── Extracted text

The CD160–HVEM complex model

We next formed the CD160–HVEM complex model. The predicted CD160 protein was docked to the crystal structure of HVEM (PDB code: 2AW2). Validation of UNRES docking method with use of BTLA-HVEM complex was performed, starting from random orientation of both proteins with respect to each other. UNRES docking was able to find correct (as in crystal structure) protein orientation with an average RMSD of the third cluster of 1.68 Å (see Supplementary Figure 8). The CD160–HVEM complex structure, obtained from clustering after the UNRES simulation, with the highest probability (the lowest free energy) is shown in Figure 5. In the HVEM (orange) - CD160 (light blue) complex the interacting fragments are colored in red and dark blue, respectively. The CD160 binds to HVEM by large β-sheet surface. When the contact map (colored in grayscale) between two proteins in this theoretical complex was analyzed (Figure 6), the CD160 regions 20–45 (β2 and β3 strands) and 82–100 (β6-strand and the loop between β6 and β7 strands) were found to have the highest number of contacts in the interface formation of HVEM–CD160 binding.

Later, all-atom simulation was performed, which revealed that CD160–HVEM complex is very stable as RMSD do not increase significantly (Supplementary Figure 9). The structure of the complex was stabilized after less than 1 ns of MD simulation. In order to find which fragments of both proteins are the most flexible, we have measured the backbone fluctuations along the MD trajectory. The highest fluctuations appear in the loops and terminal fragments (see Supplementary Figure 10). The lowest fluctuations could be observed for the binding fragments in both proteins. These results show that the interacting fragments are well matched. The slight increase in RMSD results from UNRES inaccuracies in structural details; however, the same residues as in the case of coarse-grained force field are involved. Nevertheless, the structure of the UNRES-predicted complex is similar to obtained after MD in AMBER (RMSD αC = 3.38 Å).

────
── Provided information

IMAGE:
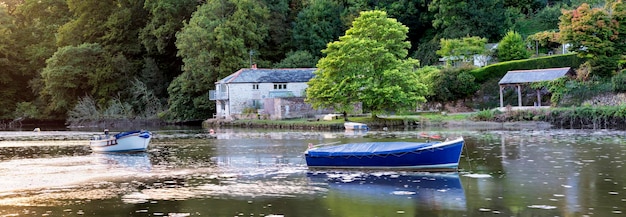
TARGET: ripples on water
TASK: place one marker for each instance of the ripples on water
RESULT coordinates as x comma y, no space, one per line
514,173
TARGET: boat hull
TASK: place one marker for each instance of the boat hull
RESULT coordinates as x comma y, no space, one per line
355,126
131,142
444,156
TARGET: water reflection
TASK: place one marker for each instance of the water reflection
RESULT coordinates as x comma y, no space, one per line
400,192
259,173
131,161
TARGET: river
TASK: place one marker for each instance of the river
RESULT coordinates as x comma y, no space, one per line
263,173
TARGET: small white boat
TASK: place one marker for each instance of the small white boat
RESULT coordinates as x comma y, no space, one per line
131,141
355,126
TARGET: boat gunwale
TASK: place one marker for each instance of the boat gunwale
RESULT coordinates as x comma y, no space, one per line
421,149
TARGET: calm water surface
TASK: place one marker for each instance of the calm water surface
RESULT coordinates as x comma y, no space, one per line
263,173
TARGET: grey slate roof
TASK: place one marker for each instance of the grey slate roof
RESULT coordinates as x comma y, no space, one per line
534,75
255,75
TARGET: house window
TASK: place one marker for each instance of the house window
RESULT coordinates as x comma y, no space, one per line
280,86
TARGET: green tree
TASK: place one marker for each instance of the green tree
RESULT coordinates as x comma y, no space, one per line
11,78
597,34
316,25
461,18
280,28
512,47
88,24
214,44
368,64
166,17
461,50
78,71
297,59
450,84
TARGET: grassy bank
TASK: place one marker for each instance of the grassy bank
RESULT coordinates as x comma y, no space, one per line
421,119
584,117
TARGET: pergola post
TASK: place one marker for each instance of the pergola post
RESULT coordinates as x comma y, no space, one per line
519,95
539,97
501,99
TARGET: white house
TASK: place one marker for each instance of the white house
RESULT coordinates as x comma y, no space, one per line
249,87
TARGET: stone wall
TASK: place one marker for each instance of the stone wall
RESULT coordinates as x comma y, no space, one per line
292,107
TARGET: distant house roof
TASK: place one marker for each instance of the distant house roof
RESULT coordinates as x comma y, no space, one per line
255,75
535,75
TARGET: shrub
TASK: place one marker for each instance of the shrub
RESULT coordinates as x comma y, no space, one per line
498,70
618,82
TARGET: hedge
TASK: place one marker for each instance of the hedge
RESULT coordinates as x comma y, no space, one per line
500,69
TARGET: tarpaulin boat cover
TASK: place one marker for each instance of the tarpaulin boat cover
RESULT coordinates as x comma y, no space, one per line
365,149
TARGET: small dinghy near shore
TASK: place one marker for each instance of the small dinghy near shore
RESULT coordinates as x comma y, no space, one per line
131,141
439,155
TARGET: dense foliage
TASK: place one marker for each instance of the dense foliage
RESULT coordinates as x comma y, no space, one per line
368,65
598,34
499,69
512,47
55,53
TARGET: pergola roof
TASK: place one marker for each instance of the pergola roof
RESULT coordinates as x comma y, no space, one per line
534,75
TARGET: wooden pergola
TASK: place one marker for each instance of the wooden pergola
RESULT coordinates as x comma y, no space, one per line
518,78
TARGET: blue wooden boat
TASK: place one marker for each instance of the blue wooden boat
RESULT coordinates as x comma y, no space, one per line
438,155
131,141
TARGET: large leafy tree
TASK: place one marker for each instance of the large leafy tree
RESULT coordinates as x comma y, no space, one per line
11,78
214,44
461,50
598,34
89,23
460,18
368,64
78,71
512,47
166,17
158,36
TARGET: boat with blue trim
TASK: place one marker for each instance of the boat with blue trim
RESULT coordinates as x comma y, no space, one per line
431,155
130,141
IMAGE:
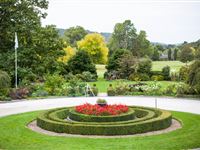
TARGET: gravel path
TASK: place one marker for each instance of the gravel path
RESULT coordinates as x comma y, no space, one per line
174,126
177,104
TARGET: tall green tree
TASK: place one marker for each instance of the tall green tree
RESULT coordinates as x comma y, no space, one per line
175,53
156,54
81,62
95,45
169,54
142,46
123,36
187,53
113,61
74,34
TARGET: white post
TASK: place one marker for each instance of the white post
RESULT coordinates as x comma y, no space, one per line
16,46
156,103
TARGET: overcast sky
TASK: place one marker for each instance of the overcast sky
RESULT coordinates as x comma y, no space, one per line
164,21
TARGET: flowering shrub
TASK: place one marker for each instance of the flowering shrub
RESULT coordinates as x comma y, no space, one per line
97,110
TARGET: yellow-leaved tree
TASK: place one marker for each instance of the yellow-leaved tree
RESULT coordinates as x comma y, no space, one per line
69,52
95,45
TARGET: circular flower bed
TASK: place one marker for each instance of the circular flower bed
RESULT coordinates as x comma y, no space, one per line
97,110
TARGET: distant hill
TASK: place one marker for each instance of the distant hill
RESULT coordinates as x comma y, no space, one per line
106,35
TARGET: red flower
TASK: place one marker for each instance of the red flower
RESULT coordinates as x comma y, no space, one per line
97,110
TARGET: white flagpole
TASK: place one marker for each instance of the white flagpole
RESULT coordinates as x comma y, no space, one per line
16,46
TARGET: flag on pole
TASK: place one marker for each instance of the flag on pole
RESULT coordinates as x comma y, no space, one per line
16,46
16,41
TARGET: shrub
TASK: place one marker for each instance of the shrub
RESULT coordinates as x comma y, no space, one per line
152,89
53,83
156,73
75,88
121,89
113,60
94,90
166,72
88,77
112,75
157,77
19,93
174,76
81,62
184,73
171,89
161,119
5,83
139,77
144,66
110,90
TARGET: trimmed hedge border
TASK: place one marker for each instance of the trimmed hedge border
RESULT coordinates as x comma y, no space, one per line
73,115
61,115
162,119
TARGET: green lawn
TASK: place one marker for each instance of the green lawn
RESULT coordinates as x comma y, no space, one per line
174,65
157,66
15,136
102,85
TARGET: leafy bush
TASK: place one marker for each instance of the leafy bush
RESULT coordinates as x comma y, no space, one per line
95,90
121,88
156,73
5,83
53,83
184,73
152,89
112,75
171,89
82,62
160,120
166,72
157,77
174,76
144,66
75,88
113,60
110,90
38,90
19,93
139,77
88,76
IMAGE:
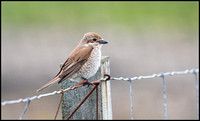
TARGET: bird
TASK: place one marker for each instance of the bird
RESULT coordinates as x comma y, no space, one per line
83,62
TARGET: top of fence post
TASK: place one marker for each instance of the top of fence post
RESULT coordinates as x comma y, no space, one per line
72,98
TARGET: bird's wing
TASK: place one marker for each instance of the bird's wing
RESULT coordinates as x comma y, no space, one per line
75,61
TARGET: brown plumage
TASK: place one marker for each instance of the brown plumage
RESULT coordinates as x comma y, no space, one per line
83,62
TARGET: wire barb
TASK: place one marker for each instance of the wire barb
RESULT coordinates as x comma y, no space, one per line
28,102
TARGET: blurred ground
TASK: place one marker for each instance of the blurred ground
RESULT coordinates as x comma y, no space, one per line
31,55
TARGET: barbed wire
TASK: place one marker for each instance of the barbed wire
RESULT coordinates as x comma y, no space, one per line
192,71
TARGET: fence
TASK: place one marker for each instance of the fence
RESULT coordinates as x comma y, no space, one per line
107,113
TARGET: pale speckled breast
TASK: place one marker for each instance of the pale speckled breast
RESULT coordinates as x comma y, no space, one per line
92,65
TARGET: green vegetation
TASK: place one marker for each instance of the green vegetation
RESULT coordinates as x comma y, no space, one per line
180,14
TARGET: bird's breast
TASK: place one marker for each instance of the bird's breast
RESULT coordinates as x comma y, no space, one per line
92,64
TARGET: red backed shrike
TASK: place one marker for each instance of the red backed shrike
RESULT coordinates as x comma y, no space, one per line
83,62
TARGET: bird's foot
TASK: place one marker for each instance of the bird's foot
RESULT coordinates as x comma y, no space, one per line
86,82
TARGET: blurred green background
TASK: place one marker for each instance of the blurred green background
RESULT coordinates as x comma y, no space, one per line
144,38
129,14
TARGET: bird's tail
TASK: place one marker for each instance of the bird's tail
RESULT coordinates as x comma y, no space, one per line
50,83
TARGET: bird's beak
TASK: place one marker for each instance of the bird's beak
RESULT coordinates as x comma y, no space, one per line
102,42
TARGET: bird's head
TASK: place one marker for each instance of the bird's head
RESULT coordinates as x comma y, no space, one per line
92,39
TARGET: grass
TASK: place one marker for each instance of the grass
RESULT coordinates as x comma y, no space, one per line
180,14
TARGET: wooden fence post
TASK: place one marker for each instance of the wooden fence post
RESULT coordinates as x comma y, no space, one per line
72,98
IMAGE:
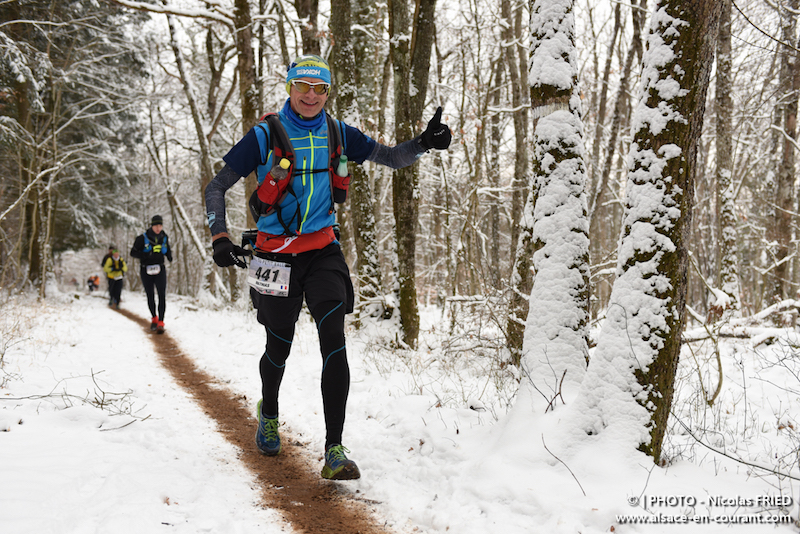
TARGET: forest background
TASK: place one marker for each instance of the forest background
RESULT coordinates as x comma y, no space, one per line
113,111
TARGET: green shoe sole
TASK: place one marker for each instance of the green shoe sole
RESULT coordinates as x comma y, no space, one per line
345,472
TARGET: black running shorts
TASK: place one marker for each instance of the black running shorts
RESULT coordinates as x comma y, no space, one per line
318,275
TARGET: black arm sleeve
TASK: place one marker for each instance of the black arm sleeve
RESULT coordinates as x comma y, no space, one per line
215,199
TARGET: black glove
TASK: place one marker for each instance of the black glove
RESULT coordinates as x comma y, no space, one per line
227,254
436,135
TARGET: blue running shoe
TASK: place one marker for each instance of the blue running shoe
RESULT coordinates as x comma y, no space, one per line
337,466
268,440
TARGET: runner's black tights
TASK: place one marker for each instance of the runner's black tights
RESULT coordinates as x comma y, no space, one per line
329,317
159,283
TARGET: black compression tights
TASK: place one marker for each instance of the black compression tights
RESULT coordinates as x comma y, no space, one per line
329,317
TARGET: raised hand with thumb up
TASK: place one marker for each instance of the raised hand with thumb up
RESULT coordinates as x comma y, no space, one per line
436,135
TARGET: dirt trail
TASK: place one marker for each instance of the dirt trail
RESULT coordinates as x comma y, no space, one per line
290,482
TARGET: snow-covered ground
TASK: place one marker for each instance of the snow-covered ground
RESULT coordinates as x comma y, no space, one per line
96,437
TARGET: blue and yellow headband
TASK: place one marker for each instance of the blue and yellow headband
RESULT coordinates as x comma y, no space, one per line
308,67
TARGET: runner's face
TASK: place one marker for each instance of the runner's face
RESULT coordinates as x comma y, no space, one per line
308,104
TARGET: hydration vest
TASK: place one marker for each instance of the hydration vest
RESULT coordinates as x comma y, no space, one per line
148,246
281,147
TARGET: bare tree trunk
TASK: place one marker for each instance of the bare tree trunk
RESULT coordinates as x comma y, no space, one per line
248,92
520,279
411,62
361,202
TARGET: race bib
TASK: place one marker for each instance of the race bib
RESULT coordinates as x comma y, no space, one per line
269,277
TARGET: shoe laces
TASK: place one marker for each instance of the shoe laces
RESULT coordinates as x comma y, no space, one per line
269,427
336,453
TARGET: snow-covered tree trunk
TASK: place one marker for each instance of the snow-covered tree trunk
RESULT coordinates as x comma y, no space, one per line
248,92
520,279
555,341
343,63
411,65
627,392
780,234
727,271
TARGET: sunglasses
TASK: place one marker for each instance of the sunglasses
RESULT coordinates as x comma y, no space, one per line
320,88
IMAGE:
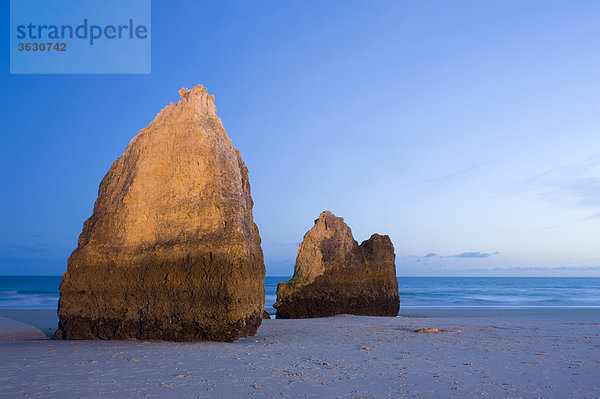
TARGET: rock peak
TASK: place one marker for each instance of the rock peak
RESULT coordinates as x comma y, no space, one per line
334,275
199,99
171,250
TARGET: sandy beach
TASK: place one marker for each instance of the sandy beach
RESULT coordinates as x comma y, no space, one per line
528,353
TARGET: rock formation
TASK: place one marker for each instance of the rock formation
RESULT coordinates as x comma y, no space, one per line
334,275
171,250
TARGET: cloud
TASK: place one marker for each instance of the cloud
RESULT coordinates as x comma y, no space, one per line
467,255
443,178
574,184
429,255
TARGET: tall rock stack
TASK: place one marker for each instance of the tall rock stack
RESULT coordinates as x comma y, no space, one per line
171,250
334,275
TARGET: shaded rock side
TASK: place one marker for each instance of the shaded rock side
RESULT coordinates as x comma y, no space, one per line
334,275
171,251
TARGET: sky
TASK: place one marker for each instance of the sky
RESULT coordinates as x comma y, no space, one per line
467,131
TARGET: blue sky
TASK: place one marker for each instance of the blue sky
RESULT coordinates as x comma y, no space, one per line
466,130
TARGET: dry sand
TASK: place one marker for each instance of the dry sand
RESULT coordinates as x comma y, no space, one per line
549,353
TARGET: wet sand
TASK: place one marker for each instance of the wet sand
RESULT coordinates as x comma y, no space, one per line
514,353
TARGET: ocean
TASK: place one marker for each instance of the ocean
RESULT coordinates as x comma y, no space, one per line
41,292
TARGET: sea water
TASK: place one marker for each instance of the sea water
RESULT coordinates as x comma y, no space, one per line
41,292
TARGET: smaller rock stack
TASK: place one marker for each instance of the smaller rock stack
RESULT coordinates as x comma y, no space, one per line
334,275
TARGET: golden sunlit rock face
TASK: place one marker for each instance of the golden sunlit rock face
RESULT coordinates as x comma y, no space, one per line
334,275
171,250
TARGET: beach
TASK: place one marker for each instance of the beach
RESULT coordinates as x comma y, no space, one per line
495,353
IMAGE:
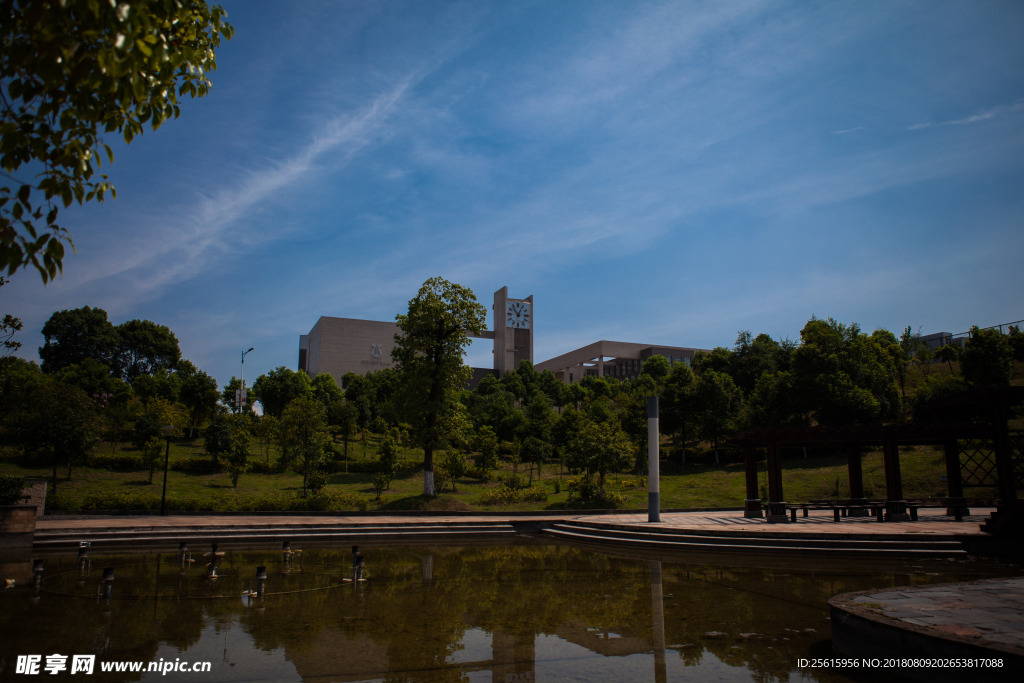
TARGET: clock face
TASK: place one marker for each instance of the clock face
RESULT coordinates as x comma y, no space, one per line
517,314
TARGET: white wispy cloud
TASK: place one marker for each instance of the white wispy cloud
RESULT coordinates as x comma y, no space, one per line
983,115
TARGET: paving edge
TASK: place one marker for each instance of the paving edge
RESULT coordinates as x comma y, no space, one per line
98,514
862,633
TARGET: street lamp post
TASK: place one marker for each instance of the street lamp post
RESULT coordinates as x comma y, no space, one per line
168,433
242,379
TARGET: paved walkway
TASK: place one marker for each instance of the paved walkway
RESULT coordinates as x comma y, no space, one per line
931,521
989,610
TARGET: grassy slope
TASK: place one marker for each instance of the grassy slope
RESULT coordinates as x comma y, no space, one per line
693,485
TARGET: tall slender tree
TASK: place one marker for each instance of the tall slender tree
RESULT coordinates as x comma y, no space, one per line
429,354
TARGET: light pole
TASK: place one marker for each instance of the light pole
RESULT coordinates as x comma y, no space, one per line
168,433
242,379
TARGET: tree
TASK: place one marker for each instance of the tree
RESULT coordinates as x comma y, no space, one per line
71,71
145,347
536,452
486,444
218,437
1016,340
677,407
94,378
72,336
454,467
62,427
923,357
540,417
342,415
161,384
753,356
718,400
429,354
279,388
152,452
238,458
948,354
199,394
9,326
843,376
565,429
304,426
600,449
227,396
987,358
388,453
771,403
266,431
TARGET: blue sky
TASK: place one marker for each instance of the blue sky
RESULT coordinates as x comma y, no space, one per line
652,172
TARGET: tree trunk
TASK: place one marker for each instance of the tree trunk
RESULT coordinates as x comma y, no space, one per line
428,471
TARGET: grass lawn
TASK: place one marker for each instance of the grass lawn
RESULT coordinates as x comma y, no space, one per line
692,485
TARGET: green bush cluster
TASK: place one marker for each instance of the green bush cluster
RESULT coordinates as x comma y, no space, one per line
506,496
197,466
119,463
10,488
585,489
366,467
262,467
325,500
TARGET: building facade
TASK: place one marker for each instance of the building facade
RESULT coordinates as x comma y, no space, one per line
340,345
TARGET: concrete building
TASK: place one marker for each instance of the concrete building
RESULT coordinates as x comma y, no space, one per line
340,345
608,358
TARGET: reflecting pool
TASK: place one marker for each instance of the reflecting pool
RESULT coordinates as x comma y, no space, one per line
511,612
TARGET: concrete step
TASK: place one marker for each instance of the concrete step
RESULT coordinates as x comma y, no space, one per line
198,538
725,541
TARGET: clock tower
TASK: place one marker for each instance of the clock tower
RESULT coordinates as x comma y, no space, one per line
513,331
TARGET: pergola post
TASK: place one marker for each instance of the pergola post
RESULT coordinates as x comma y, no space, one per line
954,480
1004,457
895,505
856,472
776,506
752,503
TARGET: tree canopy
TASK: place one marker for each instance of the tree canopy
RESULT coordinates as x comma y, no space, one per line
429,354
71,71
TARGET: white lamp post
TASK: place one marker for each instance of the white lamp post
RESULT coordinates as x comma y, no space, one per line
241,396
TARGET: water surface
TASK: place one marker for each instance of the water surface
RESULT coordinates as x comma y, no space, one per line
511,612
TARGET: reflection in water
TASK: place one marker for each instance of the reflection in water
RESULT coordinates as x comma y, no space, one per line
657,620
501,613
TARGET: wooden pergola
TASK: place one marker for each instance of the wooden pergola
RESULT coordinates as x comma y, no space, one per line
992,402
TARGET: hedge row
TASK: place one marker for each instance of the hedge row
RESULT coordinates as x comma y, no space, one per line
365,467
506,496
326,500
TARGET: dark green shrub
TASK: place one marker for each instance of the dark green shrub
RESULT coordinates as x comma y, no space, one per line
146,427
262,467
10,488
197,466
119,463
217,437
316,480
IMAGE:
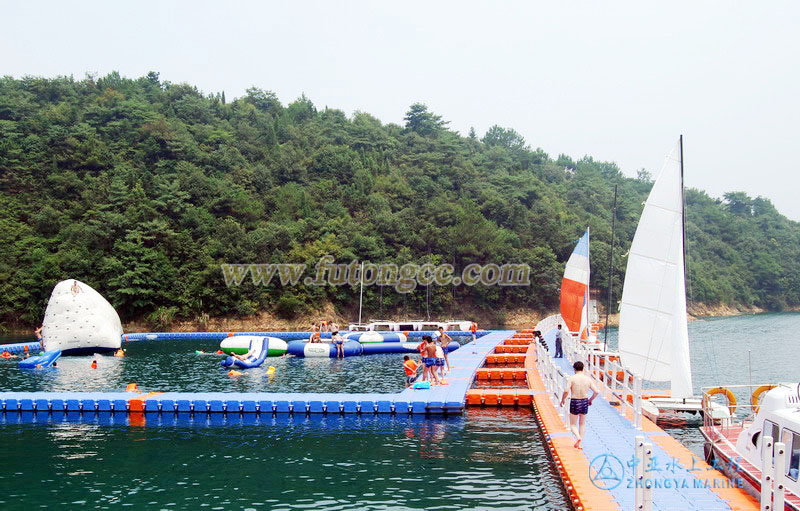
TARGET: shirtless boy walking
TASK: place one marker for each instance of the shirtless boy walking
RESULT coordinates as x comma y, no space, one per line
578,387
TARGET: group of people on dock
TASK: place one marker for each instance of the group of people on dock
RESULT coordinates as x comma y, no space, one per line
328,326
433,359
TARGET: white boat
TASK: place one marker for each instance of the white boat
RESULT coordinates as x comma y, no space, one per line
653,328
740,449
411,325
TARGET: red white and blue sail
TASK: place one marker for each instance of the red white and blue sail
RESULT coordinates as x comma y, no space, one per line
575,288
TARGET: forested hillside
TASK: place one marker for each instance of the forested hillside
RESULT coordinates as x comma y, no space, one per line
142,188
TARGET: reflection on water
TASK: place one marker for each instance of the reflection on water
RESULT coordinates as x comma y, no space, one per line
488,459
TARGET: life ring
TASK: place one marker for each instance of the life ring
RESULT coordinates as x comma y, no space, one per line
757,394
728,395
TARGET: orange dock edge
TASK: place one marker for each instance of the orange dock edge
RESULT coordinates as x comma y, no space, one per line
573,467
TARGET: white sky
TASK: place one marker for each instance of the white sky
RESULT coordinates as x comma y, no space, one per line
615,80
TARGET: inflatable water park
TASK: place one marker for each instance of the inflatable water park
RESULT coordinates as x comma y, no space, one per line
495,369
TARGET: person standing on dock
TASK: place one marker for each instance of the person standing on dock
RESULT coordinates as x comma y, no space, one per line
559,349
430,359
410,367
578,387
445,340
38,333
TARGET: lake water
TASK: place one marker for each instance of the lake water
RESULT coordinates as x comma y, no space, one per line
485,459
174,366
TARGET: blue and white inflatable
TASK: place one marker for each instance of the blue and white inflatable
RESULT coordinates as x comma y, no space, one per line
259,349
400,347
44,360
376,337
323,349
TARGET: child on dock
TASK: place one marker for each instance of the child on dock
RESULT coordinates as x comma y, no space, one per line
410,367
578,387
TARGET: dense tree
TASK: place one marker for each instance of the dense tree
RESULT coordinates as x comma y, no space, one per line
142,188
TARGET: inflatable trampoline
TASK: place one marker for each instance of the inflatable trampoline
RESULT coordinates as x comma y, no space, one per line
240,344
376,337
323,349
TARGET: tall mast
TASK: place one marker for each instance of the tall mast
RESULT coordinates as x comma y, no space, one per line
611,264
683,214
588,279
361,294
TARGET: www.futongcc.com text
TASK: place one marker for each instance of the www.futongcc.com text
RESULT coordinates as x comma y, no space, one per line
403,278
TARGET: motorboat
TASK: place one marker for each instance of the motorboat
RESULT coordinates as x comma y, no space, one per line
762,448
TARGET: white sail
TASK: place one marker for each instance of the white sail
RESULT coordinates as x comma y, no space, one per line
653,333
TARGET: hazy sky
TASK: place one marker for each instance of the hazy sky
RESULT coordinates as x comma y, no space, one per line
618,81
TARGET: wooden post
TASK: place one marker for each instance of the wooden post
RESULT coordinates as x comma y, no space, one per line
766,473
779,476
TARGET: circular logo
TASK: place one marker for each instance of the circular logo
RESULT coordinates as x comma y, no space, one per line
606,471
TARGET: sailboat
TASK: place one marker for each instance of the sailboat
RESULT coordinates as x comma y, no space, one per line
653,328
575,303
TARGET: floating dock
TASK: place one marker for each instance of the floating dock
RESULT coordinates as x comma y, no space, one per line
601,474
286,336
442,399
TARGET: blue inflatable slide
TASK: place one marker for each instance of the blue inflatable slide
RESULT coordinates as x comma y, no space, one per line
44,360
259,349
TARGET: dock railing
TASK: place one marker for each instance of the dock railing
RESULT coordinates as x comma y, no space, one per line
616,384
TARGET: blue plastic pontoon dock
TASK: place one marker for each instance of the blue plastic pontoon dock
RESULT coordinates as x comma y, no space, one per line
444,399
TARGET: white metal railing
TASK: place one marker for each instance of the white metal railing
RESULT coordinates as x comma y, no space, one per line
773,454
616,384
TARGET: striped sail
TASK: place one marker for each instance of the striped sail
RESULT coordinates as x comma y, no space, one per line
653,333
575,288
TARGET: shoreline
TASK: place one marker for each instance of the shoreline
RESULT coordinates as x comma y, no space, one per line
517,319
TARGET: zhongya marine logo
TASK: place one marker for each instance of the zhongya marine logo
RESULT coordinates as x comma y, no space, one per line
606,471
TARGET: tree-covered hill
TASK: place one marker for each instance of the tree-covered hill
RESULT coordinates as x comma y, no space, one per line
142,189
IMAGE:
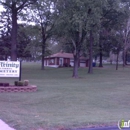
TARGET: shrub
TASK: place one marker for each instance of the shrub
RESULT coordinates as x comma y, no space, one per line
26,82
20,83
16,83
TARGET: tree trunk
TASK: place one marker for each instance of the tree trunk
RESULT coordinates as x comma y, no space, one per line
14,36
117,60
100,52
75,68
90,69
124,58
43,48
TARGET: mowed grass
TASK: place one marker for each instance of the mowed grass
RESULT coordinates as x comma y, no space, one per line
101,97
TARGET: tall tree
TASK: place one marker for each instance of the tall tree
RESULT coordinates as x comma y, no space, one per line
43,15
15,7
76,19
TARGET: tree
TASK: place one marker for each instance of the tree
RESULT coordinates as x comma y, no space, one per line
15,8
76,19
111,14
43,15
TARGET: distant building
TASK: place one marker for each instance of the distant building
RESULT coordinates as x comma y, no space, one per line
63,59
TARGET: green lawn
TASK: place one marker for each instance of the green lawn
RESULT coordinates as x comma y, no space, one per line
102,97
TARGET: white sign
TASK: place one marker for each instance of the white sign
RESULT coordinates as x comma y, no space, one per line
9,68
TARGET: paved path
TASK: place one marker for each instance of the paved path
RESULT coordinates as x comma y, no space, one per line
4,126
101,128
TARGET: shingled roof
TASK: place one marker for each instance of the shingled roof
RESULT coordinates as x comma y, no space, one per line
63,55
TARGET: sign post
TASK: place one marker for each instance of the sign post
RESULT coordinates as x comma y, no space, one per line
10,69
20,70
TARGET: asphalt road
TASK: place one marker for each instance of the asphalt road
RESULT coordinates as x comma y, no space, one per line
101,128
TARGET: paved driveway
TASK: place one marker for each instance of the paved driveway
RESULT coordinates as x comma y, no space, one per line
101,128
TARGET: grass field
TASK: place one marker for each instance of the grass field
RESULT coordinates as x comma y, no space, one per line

────

▶ [Task requirements]
1) In the passage on the CD160–HVEM complex model, how long did the MD simulation take to stabilize the structure of the complex?
2) For each statement, say yes or no according to the passage on the CD160–HVEM complex model, and quote the words of the passage that decide it.
(a) The UNRES docking method was validated with the BTLA-HVEM complex.
(b) The highest backbone fluctuations appeared in the binding fragments of both proteins.
(c) The RMSD αC between the UNRES-predicted complex and the structure obtained after MD in AMBER is 1.68 Å.
3) Please write the next part of the passage on the CD160–HVEM complex model, picking up after its last sentence.

▶ [Results of the tasks]
1) Less than 1 ns.

2)
(a) Yes: "Validation of UNRES docking method with use of BTLA-HVEM complex was performed"
(b) No: "The lowest fluctuations could be observed for the binding fragments in both proteins."
(c) No: "RMSD αC = 3.38 Å"

3)
The amino acid residues 20, 22, 30, 32, 43, 44, 45, 81, 89, and 99 of the CD160 protein are involved in the binding site formation. These residues stabilize the structure of the complex by forming stable salt bridges (Glu27 of HVEM (violet) and Arg89 of CD160 (pink), Arg75 of HVEM (violet) and Glu45 of CD160 (pink); Figure 7B and 7C, respectively) and hydrophobic interactions (see Supplementary Table 2) during MD trajectory. The contribution of salt bridges and hydrophobic interactions between CD160 and HVEM proteins play a very important role in the complex stabilization of investigated proteins. Also, very important interactions were observed for Glu45^CD160, Phe30^CD160, and Val32^CD160 amino acids, which are engaged in the interaction with the key Tyr23^HVEM [21] amino acid residue (Figure 7A).

DISCUSSION

CD160 inhibits TCR-mediated signaling through interaction with HVEM [13], leading to the decrease of cytokine production and proliferation by T cells [29]. Moreover, CD160 may be implicated in immune regulation in different types of disease, such as chronic viral infections (HIV, HCV) [35, 36], autoimmune diseases (e.g., psoriasis) [37], and cancers [27, 38]. The current knowledge suggests that CD160 may be an interesting target for therapeutic modulation of immune responses.

In this study, using in vitro experiments and in silico modeling, we determined the binding sites of CD160 that are responsible for the interaction with HVEM, and we propose a theoretical structure of CD160 and the CD160–HVEM complex.

The 3D structure of the CD160 protein is very similar to the other protein interactions with HVEM such as BTLA and also to other Ig superfamily proteins. It is composed of two flat β-sheets, which are formed by strands β1, β4, β5, and β9 in one sheet and strands β2, β3, β6, β7, and β8 in the other (Figure 4A). So far, the crystal structures of the CD160 and the CD160–HVEM complex were not determined.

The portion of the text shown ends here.